- _Lines of data_
■ ■ ■ ■ ■
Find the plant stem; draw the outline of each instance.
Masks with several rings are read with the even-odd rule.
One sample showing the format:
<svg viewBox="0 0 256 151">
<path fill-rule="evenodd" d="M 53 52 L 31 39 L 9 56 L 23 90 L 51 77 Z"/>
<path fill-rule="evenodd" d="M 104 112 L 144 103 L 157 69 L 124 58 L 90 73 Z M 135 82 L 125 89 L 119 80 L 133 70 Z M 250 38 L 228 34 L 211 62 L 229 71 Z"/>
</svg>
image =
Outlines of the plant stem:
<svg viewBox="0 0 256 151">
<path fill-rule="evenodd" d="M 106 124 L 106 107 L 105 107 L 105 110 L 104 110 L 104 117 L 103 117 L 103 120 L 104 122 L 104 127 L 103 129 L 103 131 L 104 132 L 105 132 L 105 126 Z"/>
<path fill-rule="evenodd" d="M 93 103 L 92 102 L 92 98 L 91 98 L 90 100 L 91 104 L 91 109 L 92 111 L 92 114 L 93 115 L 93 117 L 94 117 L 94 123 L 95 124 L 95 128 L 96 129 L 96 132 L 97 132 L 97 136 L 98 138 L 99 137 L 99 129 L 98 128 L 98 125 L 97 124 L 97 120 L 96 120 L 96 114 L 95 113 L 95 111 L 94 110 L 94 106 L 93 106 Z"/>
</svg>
■ ■ ■ ■ ■
- _What to produce_
Repeat the lines from the start of the records up to and including the line containing "106 124 L 106".

- _The completed task_
Find the plant stem; draw the outline of each instance.
Masks with several rings are read with the even-odd rule.
One sample showing the format:
<svg viewBox="0 0 256 151">
<path fill-rule="evenodd" d="M 53 52 L 31 39 L 9 56 L 23 90 L 51 77 Z"/>
<path fill-rule="evenodd" d="M 104 112 L 144 103 L 157 69 L 124 58 L 90 73 Z M 135 82 L 125 89 L 119 80 L 133 70 Z M 250 38 L 228 34 L 211 62 L 229 71 Z"/>
</svg>
image =
Outlines of the plant stem:
<svg viewBox="0 0 256 151">
<path fill-rule="evenodd" d="M 106 124 L 106 107 L 105 107 L 105 110 L 104 110 L 104 117 L 103 117 L 103 120 L 104 122 L 104 127 L 103 129 L 103 131 L 104 132 L 105 132 L 105 126 Z"/>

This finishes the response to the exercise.